— Start of DATA TO USE —
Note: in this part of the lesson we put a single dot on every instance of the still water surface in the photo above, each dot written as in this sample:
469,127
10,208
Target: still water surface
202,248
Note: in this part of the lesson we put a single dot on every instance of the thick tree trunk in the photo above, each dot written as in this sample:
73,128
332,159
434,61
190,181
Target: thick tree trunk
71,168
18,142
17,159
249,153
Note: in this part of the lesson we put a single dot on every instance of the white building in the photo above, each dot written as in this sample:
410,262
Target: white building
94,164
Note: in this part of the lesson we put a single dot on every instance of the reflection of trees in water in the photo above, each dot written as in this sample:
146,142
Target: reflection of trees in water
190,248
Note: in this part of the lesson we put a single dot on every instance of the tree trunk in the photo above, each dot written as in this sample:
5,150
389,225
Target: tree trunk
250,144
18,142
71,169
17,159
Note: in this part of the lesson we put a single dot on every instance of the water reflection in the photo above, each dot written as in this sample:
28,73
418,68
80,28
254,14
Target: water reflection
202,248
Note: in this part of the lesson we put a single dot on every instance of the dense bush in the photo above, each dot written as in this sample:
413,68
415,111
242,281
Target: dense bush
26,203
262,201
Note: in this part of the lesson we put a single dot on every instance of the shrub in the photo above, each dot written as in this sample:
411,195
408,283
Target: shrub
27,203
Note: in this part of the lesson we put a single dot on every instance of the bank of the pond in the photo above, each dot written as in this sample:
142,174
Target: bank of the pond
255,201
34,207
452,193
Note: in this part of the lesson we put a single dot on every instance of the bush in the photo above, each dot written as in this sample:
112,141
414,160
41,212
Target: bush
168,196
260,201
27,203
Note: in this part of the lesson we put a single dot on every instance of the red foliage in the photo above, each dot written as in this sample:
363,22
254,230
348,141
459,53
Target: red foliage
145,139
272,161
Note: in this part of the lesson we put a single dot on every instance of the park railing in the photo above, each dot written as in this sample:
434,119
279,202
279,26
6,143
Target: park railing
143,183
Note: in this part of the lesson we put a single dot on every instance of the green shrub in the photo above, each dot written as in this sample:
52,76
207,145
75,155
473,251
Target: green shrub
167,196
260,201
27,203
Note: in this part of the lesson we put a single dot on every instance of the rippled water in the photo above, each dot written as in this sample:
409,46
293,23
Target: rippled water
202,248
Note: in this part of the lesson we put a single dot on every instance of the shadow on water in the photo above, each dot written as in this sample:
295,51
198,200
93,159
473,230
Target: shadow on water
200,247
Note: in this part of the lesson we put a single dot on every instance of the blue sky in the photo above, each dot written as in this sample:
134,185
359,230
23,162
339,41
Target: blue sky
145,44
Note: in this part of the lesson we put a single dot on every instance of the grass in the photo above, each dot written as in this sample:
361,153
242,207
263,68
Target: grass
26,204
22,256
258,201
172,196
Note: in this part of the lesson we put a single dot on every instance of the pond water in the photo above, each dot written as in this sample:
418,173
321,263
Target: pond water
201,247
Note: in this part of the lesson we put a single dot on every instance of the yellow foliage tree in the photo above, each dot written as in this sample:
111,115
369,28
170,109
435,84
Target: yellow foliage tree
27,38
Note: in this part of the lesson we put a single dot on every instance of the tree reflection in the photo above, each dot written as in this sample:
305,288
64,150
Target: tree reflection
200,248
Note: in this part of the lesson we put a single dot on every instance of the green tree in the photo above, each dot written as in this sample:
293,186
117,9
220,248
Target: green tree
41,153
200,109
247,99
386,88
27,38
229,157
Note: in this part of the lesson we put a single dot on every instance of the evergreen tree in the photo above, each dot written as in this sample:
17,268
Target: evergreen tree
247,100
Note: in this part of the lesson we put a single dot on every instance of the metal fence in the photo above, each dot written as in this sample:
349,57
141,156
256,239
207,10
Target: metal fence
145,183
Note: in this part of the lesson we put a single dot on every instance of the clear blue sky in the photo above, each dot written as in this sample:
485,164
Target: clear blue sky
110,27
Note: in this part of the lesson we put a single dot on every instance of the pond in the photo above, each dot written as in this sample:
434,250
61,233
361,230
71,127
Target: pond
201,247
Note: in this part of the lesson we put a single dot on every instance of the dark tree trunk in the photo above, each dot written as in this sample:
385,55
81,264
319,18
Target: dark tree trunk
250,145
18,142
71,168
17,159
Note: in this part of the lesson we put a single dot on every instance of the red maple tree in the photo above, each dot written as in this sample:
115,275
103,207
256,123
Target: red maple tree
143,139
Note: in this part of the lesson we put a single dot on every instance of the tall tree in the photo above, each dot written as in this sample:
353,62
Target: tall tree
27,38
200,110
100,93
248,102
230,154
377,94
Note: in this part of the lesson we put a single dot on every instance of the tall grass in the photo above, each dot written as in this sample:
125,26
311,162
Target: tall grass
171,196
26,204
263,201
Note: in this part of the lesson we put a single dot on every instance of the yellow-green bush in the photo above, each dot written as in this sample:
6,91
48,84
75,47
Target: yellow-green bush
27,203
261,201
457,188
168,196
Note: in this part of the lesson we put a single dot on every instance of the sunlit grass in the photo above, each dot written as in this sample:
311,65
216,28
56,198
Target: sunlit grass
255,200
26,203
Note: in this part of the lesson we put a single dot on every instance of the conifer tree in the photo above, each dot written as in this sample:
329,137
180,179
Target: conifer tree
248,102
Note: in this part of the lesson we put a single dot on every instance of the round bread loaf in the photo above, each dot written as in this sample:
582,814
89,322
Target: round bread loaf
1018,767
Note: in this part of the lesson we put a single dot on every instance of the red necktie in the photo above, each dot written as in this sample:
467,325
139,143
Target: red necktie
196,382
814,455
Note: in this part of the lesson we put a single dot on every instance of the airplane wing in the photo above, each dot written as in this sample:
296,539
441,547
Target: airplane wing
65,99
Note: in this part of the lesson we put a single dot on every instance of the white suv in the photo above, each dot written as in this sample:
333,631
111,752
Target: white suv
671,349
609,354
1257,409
— End of DATA TO USE —
- WHAT IS NEEDED -
Print every one of the entries above again, line for line, without changing anything.

- WRITTEN RESPONSE -
Note: in this part of the lesson we put a single dot on every instance of the still water surface in the photo above, each dot written as in this sample:
469,127
10,208
Target: still water surface
202,248
Note: in this part of the lesson we put a single dot on every instance of the thick tree trunk in the photo above, each dot written as in this sample:
73,128
332,159
434,61
190,181
Target: thick tree trunk
71,168
18,142
17,159
249,153
Note: in this part of the lesson we put a single dot on every instance of the white building in the photo above, each dot written as in this sample:
410,262
Target: white building
94,164
Note: in this part of the lesson we put a single dot on every instance of the reflection of trees in water in the photo above, each dot written as in this sample:
146,142
Target: reflection of trees in water
190,248
Note: in this part of the lesson we put a single dot on every instance of the tree trunk in the photo above, each dot written as in this sample:
5,150
389,225
Target: tree trunk
250,144
18,142
71,169
17,159
Note: in this part of the lesson we put a single dot on every instance of the water reflection in the photo above, each dot written as in this sample:
28,73
418,68
80,28
254,14
Target: water reflection
202,248
Note: in this part of the lesson we put a single dot on every instance of the dense bush in the photo above, each dot written as in this sample:
413,68
415,111
242,281
Target: dense bush
26,203
262,201
Note: in this part of the lesson we put a single dot on every instance of the shrub in the photo above, each dot written as in this sample:
411,195
408,283
Target: shrub
27,203
Note: in this part of the lesson we put a single dot on every instance of the bank of the pond in the photo above, each dot written as in this sample:
142,174
Target: bank of the pond
255,201
34,207
452,193
Note: in this part of the lesson we put a single dot on every instance of the bush in the photo above, each dot written as in this sample:
112,141
414,160
41,212
Target: bush
168,196
260,201
27,203
Note: in this part of the lesson we put a single dot on every instance of the red foliage in the photo above, each dot written as in this sample:
363,22
254,230
348,141
459,53
Target: red foliage
145,139
272,161
Note: in this part of the lesson we put a single dot on every instance of the park railing in the photo above, each dot written as in this sample:
434,119
279,202
279,26
6,143
Target: park railing
143,183
Note: in this part of the lesson we put a single dot on every instance of the green shrub in the photo above, each dot written as in this sample:
52,76
207,145
75,155
473,251
Target: green shrub
167,196
260,201
27,203
Note: in this part of the lesson we put a single dot on every instance of the rippled water in the photo above, each dot written as in this sample:
409,46
293,23
Target: rippled water
202,248
Note: in this part of the lesson we put a single dot on every instance of the shadow on water in the photo above, each dot written as in this sample:
295,51
198,200
93,159
473,230
Target: shadow on water
200,247
Note: in this part of the lesson we put a single dot on every instance of the blue sky in the photo above, each dot written as in this sample:
134,185
359,230
23,162
339,41
Target: blue sky
145,44
Note: in this part of the lesson we put a single dot on every instance of the grass in the photo above, each dot written as in this sample:
361,153
242,207
263,68
Target: grass
26,204
22,256
258,201
172,196
Note: in this part of the lesson we put a single dot on every instance of the pond water in the photo above, each dot written as in this sample:
418,173
321,263
Target: pond water
201,247
Note: in this part of the lesson we put a single dot on every instance of the yellow foliage tree in the photo above, each dot written as in this sample:
111,115
369,28
170,109
435,84
Target: yellow foliage tree
27,38
Note: in this part of the lesson we put a single dot on every instance of the tree reflection in the photo above, each dot written as in this sample:
305,288
64,150
Target: tree reflection
200,248
Note: in this part of the lesson we put a single dot on every instance of the green tree in the photo above, each dot written as in this sample:
293,186
117,9
220,248
Target: green tree
41,153
200,109
247,99
386,88
27,38
229,157
Note: in this part of the lesson we put a single dot on every instance of the evergreen tree in the photo above, each dot written as in this sample:
17,268
Target: evergreen tree
247,100
Note: in this part of the lesson we put a single dot on every instance of the metal fence in the photo above, each dot written as in this sample:
349,57
141,156
256,239
207,10
Target: metal fence
145,183
Note: in this part of the lesson we put a single dot on every instance of the clear blue sky in the photo above, each dot written as in this sample:
485,164
Target: clear blue sky
110,27
Note: in this part of the lesson we put a single dot on every instance of the pond in the photo above, each dot written as in this sample:
434,250
61,233
361,230
71,127
Target: pond
201,247
Note: in this part of the lesson we put a single dot on every instance of the dark tree trunk in the photo above, each dot written as in this sample:
385,55
81,264
319,18
Target: dark tree trunk
250,145
18,142
71,168
17,159
Note: in this part of the lesson we put a single dot on every instance of the red maple tree in the photo above, each dot written as in this sample:
115,275
103,207
256,123
Target: red maple tree
143,139
Note: in this part of the lesson we put a single dot on every instance of the tall tree in the photo above, each dot written as in this sample:
353,62
Target: tall tree
27,38
200,110
100,93
248,102
230,154
377,94
Note: in this part of the lesson we put a single dot on every instance of the tall grass in the photo above, each dot written as in this sample:
125,26
311,162
Target: tall grass
171,196
26,204
263,201
Note: in this part of the lesson we put a single dot on every instance of the yellow-green bush in the photo above, each dot written as in this sample:
6,91
48,84
75,47
Target: yellow-green bush
27,203
261,201
457,188
168,196
Note: in this part of the lesson we put a single dot on every instance of the sunlit grass in the photo above, each dot written as in this sample:
311,65
216,28
56,198
Target: sunlit grass
255,200
26,203
Note: in this part of the lesson we put a single dot on every instance of the conifer tree in the photo above, each dot written as in this sample:
329,137
180,179
Target: conifer tree
248,102
Note: in this part of the lesson we put a single dot on every instance of the round bread loaf in the photo above, each dot written as in this sample:
582,814
89,322
Target: round bread loaf
1018,767
Note: in this part of the lesson we put a single dot on every instance of the red necktie in the photo above, each dot written as in this sample:
467,325
139,143
Target: red necktie
196,382
814,455
Note: in this part of the lesson we put a single dot on every instance of the airplane wing in the photo above, each dot written as in this sample:
296,539
441,547
Target: airplane wing
65,99
Note: in this part of the lesson we put a single dot on every instance of the white suv in the photo above, each dot written as in this sample:
333,631
111,752
Target: white suv
671,349
609,354
1257,409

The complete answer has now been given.